- [TASK STATEMENT] Quote the entire listing below word for word, leaving out the pictures.

- [DATA RECORDS]
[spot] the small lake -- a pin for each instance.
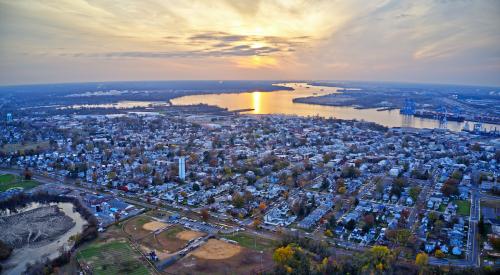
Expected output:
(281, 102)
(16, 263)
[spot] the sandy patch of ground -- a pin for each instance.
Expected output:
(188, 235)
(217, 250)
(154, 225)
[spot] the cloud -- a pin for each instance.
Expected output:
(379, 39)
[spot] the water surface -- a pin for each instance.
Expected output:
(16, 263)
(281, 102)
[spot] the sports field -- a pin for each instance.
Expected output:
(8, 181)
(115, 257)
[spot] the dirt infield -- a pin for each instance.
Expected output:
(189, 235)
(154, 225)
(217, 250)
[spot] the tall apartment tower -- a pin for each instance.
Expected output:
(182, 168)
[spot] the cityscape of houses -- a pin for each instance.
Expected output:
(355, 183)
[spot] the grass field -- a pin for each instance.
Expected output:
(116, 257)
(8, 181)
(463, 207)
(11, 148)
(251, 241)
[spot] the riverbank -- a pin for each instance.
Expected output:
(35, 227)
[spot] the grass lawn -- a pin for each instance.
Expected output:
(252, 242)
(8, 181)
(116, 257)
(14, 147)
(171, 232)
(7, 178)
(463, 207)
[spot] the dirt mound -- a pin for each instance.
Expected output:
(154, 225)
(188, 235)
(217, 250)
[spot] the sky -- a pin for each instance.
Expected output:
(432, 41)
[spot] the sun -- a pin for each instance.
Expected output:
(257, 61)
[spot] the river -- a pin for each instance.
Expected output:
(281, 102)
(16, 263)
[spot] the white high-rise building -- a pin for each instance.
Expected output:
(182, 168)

- [RESULT OF THIS TASK]
[spot] the small lake -- a pin for each instance.
Expected output:
(281, 102)
(16, 263)
[spot] the sandy patch of ground -- a pin for each instance.
Expected output:
(188, 235)
(217, 250)
(154, 225)
[spot] the cloud -- a pin for each instance.
Expected output:
(379, 39)
[spot] the water surface -- a pin for each instance.
Expected output:
(16, 263)
(281, 102)
[spot] the sports field -- a pin for each instance.
Expected output:
(8, 181)
(115, 257)
[spot] the dirt infield -- a pin for each instance.
Expected output:
(189, 235)
(154, 225)
(217, 250)
[spot] the tall apartment tower -- a pin for each instance.
Expected output:
(182, 168)
[spot] the cityscape of houses -- a pin for each instance.
Expected output:
(355, 183)
[spot] the grass field -- a pin for each instance.
Expected output:
(116, 257)
(8, 181)
(463, 207)
(11, 148)
(251, 241)
[spot] the riverbank -- a pin for each instance.
Expected output:
(35, 227)
[spot] the grass lawn -- a pin for each instance.
Expected output:
(252, 242)
(8, 181)
(116, 257)
(14, 147)
(171, 232)
(7, 178)
(463, 207)
[spot] the dirt mound -- a pin for each instance.
Expected output:
(154, 225)
(188, 235)
(217, 250)
[spot] the sky -- a pin for each instance.
Expected output:
(432, 41)
[spot] the sun -- a pin for each instance.
Expected output:
(257, 61)
[spot] the river -- a pin for each instance.
Expected output:
(281, 102)
(16, 263)
[spot] the white high-rise building -- a pin for each instance.
Expected output:
(182, 168)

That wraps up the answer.